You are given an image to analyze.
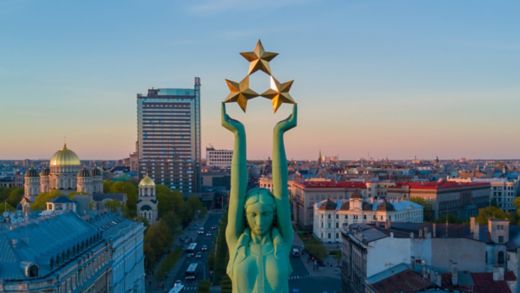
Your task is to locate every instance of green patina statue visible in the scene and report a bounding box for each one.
[222,103,298,293]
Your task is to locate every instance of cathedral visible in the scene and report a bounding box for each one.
[137,175,158,224]
[21,144,103,210]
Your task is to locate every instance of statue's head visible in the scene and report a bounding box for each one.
[244,188,276,236]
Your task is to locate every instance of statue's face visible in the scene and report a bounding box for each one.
[246,202,274,236]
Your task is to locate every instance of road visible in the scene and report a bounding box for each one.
[171,211,222,291]
[155,210,341,293]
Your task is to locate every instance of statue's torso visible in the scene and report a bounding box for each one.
[230,232,292,293]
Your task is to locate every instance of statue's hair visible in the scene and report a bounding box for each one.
[244,188,276,211]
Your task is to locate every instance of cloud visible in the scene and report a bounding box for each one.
[188,0,313,15]
[0,0,30,16]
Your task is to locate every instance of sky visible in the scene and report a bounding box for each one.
[0,0,520,160]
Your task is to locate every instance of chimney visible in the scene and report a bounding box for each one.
[385,219,392,230]
[472,221,480,240]
[450,261,459,286]
[493,267,504,282]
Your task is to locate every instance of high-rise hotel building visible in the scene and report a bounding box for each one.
[137,77,201,194]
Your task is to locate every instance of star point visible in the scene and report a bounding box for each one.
[224,76,258,112]
[261,76,295,112]
[240,40,278,75]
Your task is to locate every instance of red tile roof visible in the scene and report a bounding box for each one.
[396,181,491,190]
[301,181,367,189]
[471,273,511,293]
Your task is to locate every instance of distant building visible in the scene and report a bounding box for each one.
[206,147,233,169]
[313,193,423,242]
[448,178,519,211]
[137,175,158,224]
[137,77,201,194]
[21,144,103,212]
[386,181,491,219]
[288,180,366,231]
[341,218,520,293]
[0,212,145,293]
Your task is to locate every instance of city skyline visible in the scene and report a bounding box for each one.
[0,0,520,160]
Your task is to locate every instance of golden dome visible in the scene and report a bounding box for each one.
[139,175,155,187]
[50,144,81,167]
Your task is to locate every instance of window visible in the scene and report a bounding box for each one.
[498,251,504,265]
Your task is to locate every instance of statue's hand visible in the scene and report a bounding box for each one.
[222,102,244,133]
[274,104,298,133]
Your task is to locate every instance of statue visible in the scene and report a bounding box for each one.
[222,41,298,293]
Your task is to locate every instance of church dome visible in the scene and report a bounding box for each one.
[139,175,155,187]
[92,167,101,176]
[40,167,51,176]
[50,144,81,167]
[25,167,38,177]
[78,168,90,177]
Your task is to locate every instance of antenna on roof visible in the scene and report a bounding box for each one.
[446,215,449,238]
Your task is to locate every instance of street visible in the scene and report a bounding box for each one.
[147,210,341,293]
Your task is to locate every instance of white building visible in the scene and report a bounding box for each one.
[206,146,233,169]
[313,193,423,242]
[21,144,103,212]
[341,218,520,293]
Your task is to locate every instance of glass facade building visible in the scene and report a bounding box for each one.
[137,77,201,194]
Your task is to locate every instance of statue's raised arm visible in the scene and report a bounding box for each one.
[272,104,298,244]
[222,103,247,249]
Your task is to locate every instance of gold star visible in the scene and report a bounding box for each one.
[224,76,258,112]
[240,40,278,75]
[261,76,295,112]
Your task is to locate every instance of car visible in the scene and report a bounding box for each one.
[291,247,302,257]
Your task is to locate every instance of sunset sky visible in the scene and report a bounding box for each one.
[0,0,520,159]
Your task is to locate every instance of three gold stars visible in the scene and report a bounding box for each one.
[224,75,258,112]
[224,40,295,112]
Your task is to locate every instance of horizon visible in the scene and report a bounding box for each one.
[0,0,520,160]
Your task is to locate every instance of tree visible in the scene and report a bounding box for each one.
[108,181,137,218]
[7,187,23,207]
[0,202,16,214]
[197,280,211,293]
[105,199,122,212]
[155,184,185,218]
[476,206,509,225]
[144,221,173,269]
[31,190,61,211]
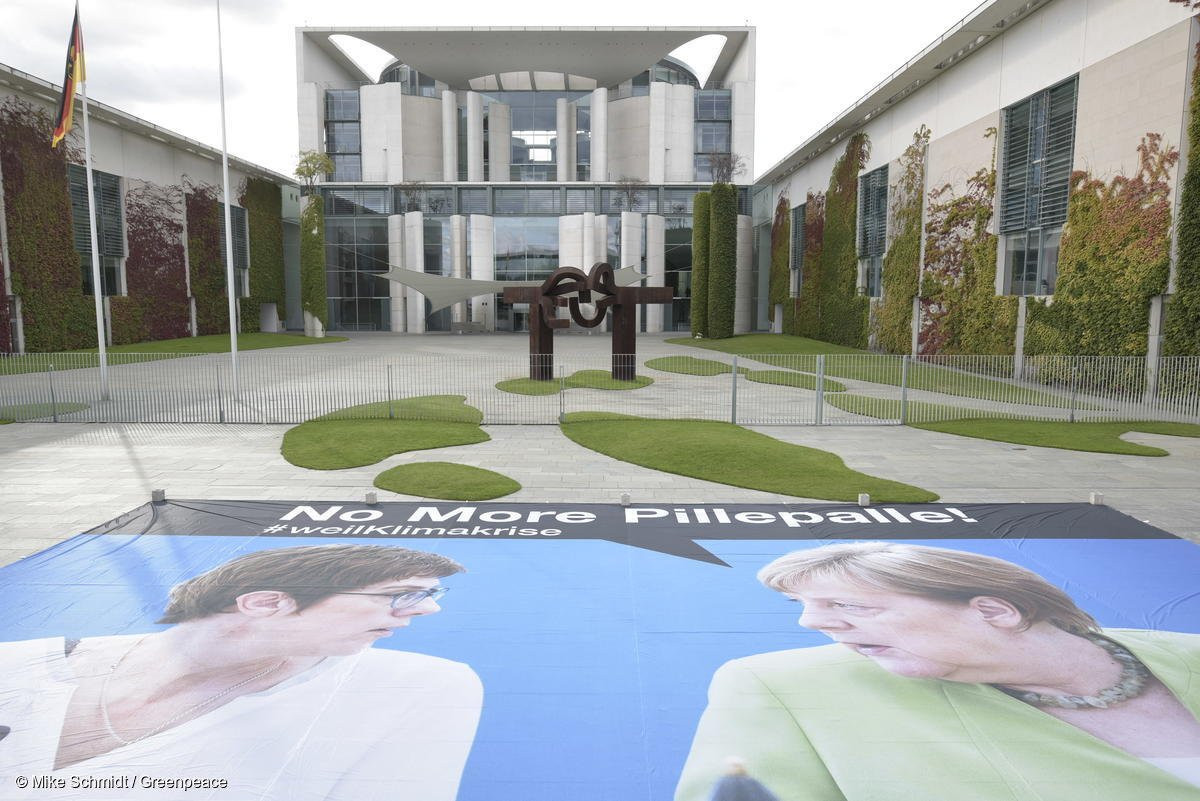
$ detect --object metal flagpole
[72,5,108,401]
[216,0,238,398]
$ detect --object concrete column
[554,97,575,181]
[644,215,671,333]
[648,82,671,183]
[733,215,754,333]
[580,211,604,271]
[442,90,458,181]
[450,215,467,323]
[558,215,592,272]
[388,215,408,332]
[592,89,608,181]
[467,92,484,181]
[404,211,425,333]
[487,103,512,181]
[468,215,496,331]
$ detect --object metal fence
[0,349,1200,426]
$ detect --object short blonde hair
[758,542,1099,634]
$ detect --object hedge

━━━━

# WRITTEN PROBLEM
Write out every line above again without changing a word, and leave out the pictures.

# THE RESPONSE
You are given an image to analyze.
Your task is to locate every instance of green patina statue visible in the scene and report a bounding box for each one.
[222,103,298,293]
Your task is to locate every instance of cathedral visible in the scene and report a bounding box for each one.
[137,175,158,224]
[21,144,103,210]
Your task is to locate every instance of statue's head visible in the scene and report a bounding box for each one.
[244,188,276,236]
Your task is to locate every instance of statue's face visible in the scene and report a bounding box for each one.
[246,202,274,236]
Your task is to locate every instance of road visible in the scene and report a bounding box for each one.
[171,211,222,291]
[155,210,341,293]
Your task is to locate every instance of statue's torso visible in the scene and report a bounding box for each one.
[230,232,292,293]
Your task is to locate every instance of statue's hair visible in the scene and report a bounding box for each one.
[244,188,276,211]
Your task is to locate every instance of cloud visible in the scene and report a bounding box for each one.
[188,0,313,15]
[0,0,30,16]
Your task is to locate every instance of sky visible in the scene and report a bounding box for each one.
[0,0,520,160]
Your task is to locate every instance of chimney visible in the scene and report a bounding box for each one.
[385,219,392,230]
[472,221,480,240]
[450,261,459,286]
[493,267,504,282]
Your task is to locate every instance of high-rise hotel building visible in the scene and report a bounding box for each one.
[137,77,201,194]
Your task is to locate every instance of star point visible in the scene and report a bounding box for each one.
[224,76,258,112]
[261,76,295,112]
[240,40,278,75]
Your task is to locate every instance of red tile roof visible in the scene and report a bounding box for each one.
[396,181,491,190]
[301,181,367,189]
[471,273,511,293]
Your task is to locate every instance of distant building visible in the scene and report a bounding box for each one.
[206,147,233,169]
[313,193,423,242]
[448,178,519,211]
[137,175,158,224]
[137,77,201,194]
[21,144,103,212]
[386,181,491,219]
[288,180,366,231]
[341,218,520,293]
[0,212,145,293]
Your task is to locate every instance of city skyline visible in the scene and report a bounding box for each one.
[0,0,520,160]
Your task is to locate every instance of golden dome visible in the scene and report a bounding box for each one.
[139,175,155,187]
[50,144,81,167]
Your task is to locate every instance of window visible in the scene and report a bounding box for each one.
[498,251,504,265]
Your task is to locate every instance of statue's hand visible in the scene and report a bounding box for each one.
[222,102,244,133]
[274,104,298,133]
Your task is to locate every instance of statue visible in the scene and report a bounding box for each one.
[222,41,298,293]
Your task is to locate every instance of church dome visible in the scene and report a bounding box for each one.
[139,175,155,187]
[92,167,101,176]
[40,167,51,176]
[50,144,81,167]
[25,167,38,177]
[78,168,90,177]
Your task is to locate every instance of antenna on roof visible in the scene and report a bounding box for each one.
[446,215,449,238]
Your task is to locate every instance of street visible in the scene and report a bounding box for each one.
[147,210,341,293]
Your task is to locate every instance of white building visible in the scene and report a bounding box for each one.
[206,146,233,169]
[313,193,423,242]
[21,144,103,212]
[341,218,520,293]
Your task is to locate every instance of glass facade building visible in the scene and report a bounding box for each one.
[137,77,201,194]
Your task is to locate every instance of statue's raised arm visible in the scene and report a bounding box for each one.
[272,104,298,244]
[222,103,247,249]
Your task is to locate every instance of gold star visible in the scene and report a bounding box for each one.
[224,76,258,112]
[240,40,278,75]
[261,76,295,112]
Your task is to locate every instance of car visible in the scene and report a bounding box for each one.
[291,247,302,257]
Your task is to locate every instance of sunset sky visible in the scene and report a bounding box for each one.
[0,0,520,159]
Your task is to locate every instance of three gold stars visible in the scene and report a bounding box for each one.
[224,75,258,112]
[224,40,295,112]
Your task is to locate every instance of horizon visible in the scene and report a bounding box for each one.
[0,0,520,160]
Your task is to locate every instance of tree visible in the scene and report a bounding box for each one.
[108,181,137,218]
[7,187,23,207]
[0,202,16,214]
[197,280,211,293]
[105,199,122,212]
[155,184,185,218]
[476,206,509,225]
[144,221,173,269]
[31,190,61,211]
$ detect --object metal flagpole
[72,5,108,401]
[216,0,238,398]
$ detect --object concrete column
[554,97,575,181]
[644,215,671,333]
[648,82,671,183]
[733,215,754,333]
[580,211,604,271]
[442,90,458,181]
[450,215,467,323]
[558,215,592,272]
[388,215,408,332]
[592,89,608,181]
[467,92,484,181]
[404,211,425,333]
[487,103,512,181]
[468,215,496,331]
$ detect --object metal fence
[0,349,1200,426]
$ detect --object short blonde hair
[758,542,1099,634]
$ detect --object hedge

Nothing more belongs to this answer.